Start Data provided

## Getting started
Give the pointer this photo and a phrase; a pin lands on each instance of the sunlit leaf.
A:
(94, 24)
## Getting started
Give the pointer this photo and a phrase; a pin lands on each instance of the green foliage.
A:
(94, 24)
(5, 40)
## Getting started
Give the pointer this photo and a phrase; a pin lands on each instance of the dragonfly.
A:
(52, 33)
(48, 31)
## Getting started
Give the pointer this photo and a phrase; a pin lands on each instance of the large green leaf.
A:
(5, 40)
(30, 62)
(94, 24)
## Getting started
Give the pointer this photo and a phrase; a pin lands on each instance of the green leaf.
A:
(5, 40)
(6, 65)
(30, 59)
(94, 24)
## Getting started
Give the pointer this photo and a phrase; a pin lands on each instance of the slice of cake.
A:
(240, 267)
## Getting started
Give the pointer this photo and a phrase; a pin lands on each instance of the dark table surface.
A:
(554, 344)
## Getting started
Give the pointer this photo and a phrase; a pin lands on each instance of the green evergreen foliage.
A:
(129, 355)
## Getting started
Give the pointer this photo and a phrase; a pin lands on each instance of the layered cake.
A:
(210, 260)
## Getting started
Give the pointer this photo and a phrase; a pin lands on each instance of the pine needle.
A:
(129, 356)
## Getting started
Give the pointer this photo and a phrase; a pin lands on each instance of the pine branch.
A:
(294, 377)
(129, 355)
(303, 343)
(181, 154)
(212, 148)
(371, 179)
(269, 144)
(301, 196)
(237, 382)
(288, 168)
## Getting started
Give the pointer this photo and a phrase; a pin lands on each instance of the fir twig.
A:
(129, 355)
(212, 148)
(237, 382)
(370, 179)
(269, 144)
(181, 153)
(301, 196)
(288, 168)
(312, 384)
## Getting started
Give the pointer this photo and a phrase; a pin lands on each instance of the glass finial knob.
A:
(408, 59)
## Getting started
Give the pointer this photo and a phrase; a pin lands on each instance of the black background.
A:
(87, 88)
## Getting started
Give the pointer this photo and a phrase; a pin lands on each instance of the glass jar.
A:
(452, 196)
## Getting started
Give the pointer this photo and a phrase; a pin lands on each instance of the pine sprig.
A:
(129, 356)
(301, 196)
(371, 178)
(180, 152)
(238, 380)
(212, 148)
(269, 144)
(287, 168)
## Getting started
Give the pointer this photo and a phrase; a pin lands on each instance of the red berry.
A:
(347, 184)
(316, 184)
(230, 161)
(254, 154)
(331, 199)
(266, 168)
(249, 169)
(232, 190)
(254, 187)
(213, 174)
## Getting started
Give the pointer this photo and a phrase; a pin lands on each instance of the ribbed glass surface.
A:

End Data provided
Start Data provided

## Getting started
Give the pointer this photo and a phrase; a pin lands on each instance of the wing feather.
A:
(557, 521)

End Data provided

• [Request]: Gather every line in the records that contains the word "leaf" and copy each one in full.

• [Answer below]:
Give the pointer this photo and a phrase; a pin lands on each instance of the sunlit leaf.
Give the pointer this photo and a phrase; a pin lands on each instance of the large green leaf.
Give the pointer this photo and a phrase; a pin lands on each instance of the green leaf.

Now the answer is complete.